[[ DATA EXCERPTS open ]]

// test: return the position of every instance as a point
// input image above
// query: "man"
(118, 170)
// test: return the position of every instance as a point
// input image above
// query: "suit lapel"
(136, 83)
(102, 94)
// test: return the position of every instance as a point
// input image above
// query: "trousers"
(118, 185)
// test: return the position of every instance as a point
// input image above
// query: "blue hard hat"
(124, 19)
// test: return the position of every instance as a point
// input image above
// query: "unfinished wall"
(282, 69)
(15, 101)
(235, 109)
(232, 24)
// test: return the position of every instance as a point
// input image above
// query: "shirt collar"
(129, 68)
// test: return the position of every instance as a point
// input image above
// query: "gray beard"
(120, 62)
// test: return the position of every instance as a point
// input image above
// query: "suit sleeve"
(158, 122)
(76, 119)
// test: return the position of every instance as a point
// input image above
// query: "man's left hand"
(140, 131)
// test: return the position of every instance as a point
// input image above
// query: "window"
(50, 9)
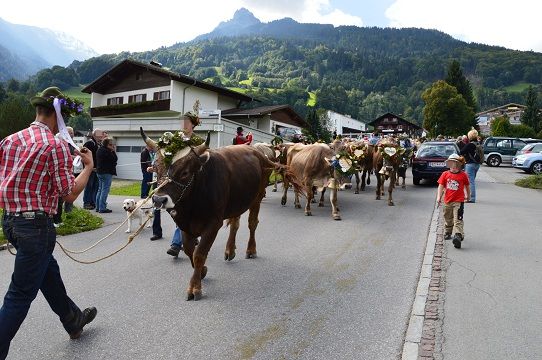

[[ DATA EXCERPTS closed ]]

DIRECTIONS FOR THIS TASK ::
Restate each line of the records exactly; pictures do not belong in the copy.

WRITTEN REPLY ::
// test: return the position of every instance as a point
// input image above
// query: "man"
(118, 170)
// test: return the position of every instance as a point
// input image above
// query: "suit lapel"
(136, 83)
(102, 94)
// test: return the position of every instance as a point
// input image above
// query: "trousers"
(118, 185)
// test: return the position of every instance as a point
// input image above
// query: "blue hard hat"
(124, 19)
// test: return the position of every instance as a point
// input image above
// query: "unfinished wall"
(282, 69)
(15, 101)
(235, 109)
(232, 24)
// test: return the position of every instance as a point
// input image above
// query: "shirt collar"
(129, 68)
// test: return the position of every instance as a point
// input image above
// query: "gray beard"
(120, 62)
// test: return the position of every instance as a point
// input image above
// query: "suit sleeve"
(158, 122)
(76, 119)
// test: return the position of every instance as a point
// input image above
// query: "man's left hand"
(140, 131)
// test: return the position of every instance as a point
// input image above
// query: "window"
(50, 9)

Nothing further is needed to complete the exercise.